**WRITTEN REQUEST**
List every line of the entries below that contains the string "tent". Case counts, so only lines with that exact capitalization qualify.

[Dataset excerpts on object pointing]
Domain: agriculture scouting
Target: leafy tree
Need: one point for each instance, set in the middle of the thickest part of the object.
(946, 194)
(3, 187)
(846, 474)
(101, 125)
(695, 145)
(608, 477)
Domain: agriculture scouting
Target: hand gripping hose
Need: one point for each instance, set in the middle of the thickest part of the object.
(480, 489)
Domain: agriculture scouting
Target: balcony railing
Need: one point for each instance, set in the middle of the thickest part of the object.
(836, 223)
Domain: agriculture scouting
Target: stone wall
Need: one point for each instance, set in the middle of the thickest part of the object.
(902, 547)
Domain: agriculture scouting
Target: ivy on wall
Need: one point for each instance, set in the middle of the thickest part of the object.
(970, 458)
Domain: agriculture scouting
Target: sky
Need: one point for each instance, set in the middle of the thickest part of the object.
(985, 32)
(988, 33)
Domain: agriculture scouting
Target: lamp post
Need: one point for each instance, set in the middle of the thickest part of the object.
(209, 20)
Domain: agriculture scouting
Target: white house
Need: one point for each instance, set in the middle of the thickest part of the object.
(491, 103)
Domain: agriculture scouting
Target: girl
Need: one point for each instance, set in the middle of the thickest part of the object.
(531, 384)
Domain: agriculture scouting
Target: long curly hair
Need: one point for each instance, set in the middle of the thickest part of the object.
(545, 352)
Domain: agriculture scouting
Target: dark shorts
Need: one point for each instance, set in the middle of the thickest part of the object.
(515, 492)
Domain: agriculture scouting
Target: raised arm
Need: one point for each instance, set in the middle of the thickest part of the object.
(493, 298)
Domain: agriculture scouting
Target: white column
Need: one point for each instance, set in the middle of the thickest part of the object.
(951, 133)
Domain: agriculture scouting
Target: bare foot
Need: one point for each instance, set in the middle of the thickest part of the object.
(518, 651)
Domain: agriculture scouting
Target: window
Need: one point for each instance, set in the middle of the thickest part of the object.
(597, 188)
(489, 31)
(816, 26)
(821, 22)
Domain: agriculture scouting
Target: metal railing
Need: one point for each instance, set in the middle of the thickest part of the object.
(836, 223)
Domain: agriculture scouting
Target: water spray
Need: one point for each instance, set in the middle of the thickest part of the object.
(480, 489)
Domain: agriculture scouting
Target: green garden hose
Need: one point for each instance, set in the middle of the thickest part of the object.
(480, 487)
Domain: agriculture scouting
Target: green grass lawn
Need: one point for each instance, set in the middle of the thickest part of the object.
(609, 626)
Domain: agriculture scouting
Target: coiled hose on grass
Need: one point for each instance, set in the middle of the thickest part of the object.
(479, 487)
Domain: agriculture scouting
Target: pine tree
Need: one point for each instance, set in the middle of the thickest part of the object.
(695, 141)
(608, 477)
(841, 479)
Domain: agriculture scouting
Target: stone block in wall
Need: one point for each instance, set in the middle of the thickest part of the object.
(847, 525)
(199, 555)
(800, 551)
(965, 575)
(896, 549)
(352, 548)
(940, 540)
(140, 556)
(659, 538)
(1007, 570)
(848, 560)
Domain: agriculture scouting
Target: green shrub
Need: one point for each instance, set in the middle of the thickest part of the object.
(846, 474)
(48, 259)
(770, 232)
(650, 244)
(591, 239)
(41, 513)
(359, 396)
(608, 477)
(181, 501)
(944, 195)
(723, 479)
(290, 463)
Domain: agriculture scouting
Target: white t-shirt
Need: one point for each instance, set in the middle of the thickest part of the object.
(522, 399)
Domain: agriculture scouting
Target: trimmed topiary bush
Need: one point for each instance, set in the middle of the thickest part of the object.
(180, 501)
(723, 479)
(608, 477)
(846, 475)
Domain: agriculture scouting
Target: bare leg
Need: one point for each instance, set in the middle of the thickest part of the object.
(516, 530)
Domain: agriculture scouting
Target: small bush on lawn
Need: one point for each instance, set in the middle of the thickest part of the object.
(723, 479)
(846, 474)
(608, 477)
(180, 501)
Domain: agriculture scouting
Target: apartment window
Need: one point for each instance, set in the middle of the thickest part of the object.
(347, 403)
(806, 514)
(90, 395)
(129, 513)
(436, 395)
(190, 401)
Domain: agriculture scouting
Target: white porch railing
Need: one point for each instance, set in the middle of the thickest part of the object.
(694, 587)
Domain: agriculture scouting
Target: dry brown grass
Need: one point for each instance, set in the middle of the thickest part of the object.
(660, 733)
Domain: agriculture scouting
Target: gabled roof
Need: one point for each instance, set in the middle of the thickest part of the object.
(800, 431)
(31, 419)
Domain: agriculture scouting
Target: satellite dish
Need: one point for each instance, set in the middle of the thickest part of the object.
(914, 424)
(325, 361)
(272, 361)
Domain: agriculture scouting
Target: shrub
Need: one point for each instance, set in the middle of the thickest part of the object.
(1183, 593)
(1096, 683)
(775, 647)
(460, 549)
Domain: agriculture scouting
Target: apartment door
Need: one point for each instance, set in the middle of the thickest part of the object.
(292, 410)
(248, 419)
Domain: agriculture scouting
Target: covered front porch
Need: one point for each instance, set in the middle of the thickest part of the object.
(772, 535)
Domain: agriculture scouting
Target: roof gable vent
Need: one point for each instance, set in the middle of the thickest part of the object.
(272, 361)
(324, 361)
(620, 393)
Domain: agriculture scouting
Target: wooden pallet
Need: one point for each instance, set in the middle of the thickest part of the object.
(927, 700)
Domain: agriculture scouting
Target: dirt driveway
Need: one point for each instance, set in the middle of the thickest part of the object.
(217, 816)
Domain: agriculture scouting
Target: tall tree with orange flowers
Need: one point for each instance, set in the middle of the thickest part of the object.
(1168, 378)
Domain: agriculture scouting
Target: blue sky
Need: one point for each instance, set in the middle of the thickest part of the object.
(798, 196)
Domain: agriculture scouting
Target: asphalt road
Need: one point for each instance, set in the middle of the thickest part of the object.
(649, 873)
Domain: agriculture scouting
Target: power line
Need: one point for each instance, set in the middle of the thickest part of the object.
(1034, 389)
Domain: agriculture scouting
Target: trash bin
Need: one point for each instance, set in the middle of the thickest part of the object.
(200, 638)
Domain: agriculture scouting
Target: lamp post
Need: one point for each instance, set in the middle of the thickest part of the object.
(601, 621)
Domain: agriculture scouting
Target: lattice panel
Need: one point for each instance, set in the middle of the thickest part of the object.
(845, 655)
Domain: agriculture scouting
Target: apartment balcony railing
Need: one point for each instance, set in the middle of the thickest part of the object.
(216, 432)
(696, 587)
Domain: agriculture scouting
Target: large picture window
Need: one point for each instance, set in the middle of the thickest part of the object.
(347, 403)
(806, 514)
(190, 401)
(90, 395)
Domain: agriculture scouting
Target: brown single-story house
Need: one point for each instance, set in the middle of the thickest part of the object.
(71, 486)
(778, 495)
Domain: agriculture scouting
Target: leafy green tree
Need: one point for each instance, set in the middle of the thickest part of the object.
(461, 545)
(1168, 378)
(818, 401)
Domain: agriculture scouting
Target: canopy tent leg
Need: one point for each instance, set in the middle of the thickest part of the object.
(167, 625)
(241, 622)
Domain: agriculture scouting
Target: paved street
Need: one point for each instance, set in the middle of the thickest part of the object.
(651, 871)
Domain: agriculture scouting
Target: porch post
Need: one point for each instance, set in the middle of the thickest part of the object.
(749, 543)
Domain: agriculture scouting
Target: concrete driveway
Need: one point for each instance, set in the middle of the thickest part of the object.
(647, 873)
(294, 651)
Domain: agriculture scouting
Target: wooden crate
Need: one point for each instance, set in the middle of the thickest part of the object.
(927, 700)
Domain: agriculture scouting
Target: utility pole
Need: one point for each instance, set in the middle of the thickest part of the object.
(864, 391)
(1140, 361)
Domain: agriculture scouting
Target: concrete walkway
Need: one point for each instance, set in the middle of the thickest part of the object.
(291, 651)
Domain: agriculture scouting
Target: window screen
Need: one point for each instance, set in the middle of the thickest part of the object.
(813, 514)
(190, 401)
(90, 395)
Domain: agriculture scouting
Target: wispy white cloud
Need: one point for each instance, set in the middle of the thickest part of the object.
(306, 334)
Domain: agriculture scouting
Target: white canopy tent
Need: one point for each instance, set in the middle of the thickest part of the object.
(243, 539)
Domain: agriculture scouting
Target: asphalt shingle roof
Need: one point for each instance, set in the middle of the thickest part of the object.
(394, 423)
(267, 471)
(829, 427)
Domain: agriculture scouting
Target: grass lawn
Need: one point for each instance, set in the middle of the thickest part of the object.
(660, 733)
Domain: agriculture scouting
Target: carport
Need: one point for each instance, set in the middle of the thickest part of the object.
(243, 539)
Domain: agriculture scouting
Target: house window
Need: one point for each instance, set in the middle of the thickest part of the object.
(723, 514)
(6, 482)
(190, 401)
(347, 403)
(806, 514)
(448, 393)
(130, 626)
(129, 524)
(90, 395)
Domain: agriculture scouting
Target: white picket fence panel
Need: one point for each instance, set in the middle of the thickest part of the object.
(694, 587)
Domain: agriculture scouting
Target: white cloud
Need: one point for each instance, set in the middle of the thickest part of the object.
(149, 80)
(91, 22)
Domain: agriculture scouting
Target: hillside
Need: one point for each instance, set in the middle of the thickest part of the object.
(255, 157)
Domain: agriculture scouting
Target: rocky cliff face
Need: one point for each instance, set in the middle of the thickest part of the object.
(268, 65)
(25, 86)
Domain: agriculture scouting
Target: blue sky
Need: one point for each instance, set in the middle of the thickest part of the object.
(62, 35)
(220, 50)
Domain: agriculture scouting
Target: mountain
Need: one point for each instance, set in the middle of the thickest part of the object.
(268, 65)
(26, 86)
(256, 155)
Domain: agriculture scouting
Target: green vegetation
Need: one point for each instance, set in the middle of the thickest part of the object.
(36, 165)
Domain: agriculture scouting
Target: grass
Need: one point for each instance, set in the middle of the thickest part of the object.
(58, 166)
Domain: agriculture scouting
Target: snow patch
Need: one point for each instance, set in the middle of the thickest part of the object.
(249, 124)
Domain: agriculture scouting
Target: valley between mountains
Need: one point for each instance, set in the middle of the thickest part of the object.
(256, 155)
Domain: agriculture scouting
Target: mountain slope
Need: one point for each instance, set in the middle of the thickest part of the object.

**WRITTEN SOLUTION**
Target: canopy tent leg
Target: white canopy tent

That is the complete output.